→ ACTIVITY LIST
**A.** In the article on Genentech's anti-VEGF patents, what does publication US20210363231A1 cover?
**B.** Summarize the article on Genentech's anti-VEGF patents in two sentences.

SELECTED EXTRACT below:

If you want to understand a biotech franchise, don't read the marketing — read its patents in order. For Genentech's anti-VEGF eye program, that record tells a clear, layered story, and it starts with one target: VEGF, the protein behind the leaky vessels that cause vision loss.
Layer one is the molecule. An antibody is a large protein engineered to grab one target and hold on. But a first-generation antibody is rarely the final product — it gets refined.
Layer two is optimization, and this is where Genentech's US10899828B2 sits: optimized variants of anti-VEGF antibodies. In plain terms, the company re-engineered the protein to behave better — bind tighter, last longer, or tolerate the harsh environment of the eye — and patented those specific variants. The companion publication US20210115124A1 stakes out the same optimized-variant ground.
Layer three is the part readers overlook: the formulation. Publication US20210363231A1 covers optimized antibody compositions for treating ocular disorders — the actual injectable preparation. A molecule you can't formulate into a safe, stable eye injection isn't a product.
Why does this layering matter to a reader trying to value the franchise? Because protection isn't a single date on a single patent. The molecule, the variants, and the formulation can expire at different times, and a competitor has to clear all the live ones. That is what turns a drug into a moat.

End of SELECTED EXTRACT.
DATA LISTING below:

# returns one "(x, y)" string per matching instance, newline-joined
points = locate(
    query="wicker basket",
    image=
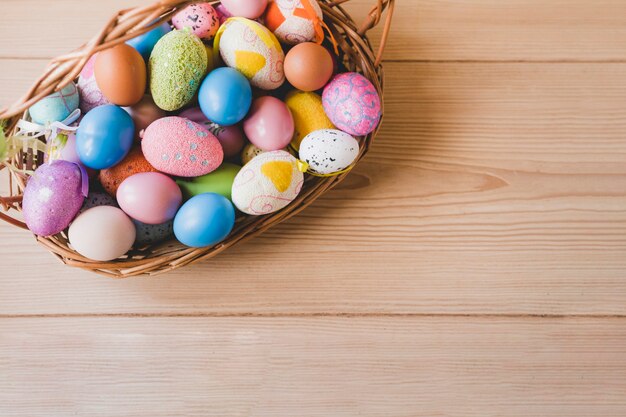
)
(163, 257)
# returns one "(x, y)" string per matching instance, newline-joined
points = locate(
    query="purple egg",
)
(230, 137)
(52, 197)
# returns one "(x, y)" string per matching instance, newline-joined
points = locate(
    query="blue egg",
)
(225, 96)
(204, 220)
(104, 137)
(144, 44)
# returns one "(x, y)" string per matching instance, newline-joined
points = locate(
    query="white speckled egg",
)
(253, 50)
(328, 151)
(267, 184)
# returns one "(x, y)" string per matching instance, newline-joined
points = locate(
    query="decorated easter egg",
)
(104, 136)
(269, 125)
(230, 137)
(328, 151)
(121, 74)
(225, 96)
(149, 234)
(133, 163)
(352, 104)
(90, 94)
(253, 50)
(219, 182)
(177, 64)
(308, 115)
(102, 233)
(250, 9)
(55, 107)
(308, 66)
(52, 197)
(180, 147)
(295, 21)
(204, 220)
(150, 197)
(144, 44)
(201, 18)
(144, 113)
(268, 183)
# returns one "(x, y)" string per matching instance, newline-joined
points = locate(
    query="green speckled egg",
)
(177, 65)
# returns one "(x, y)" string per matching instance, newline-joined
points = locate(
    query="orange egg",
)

End of DATA LISTING.
DATA LISTING below:

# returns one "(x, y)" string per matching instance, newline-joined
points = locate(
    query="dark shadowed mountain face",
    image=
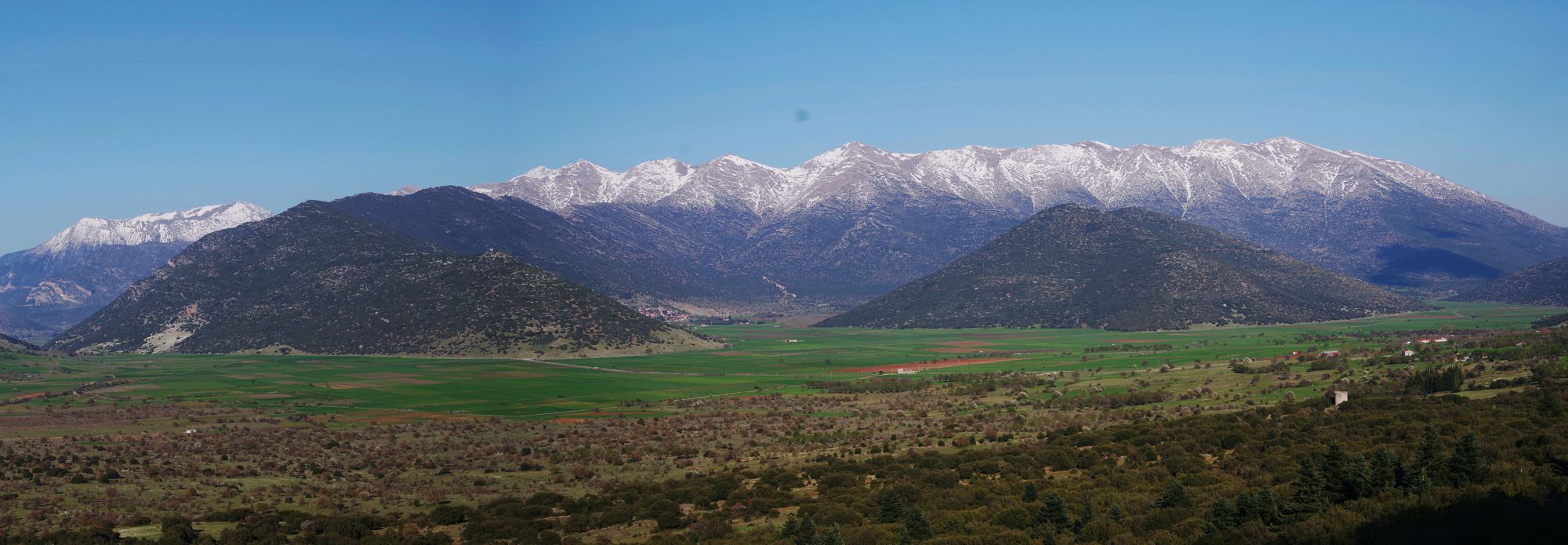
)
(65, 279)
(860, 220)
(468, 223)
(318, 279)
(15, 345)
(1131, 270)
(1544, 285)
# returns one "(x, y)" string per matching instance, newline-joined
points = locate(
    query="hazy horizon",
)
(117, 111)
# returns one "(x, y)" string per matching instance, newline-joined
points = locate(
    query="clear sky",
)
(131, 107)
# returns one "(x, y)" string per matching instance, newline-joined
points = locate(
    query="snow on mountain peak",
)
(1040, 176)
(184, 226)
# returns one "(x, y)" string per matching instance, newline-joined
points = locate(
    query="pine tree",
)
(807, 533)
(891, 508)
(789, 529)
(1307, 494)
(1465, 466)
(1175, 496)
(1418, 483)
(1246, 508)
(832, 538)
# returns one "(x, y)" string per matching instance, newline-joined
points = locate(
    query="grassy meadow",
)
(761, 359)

End of DATA LISTING.
DATA LISTING below:

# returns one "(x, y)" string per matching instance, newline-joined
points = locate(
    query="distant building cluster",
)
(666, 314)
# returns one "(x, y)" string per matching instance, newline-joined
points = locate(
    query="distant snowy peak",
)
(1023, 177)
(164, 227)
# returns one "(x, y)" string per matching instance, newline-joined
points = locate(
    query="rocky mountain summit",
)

End of DATA LISTING.

→ ANSWERS PER TASK
**A.** It covers optimized antibody compositions for treating ocular disorders, which is the actual injectable preparation.

**B.** Genentech's anti-VEGF eye program is protected by layered patents covering the antibody molecule, optimized variants of it such as US10899828B2, and the injectable formulation for treating ocular disorders. Because these layers can expire at different times and a competitor must clear all the live ones, protection does not rest on a single date on a single patent.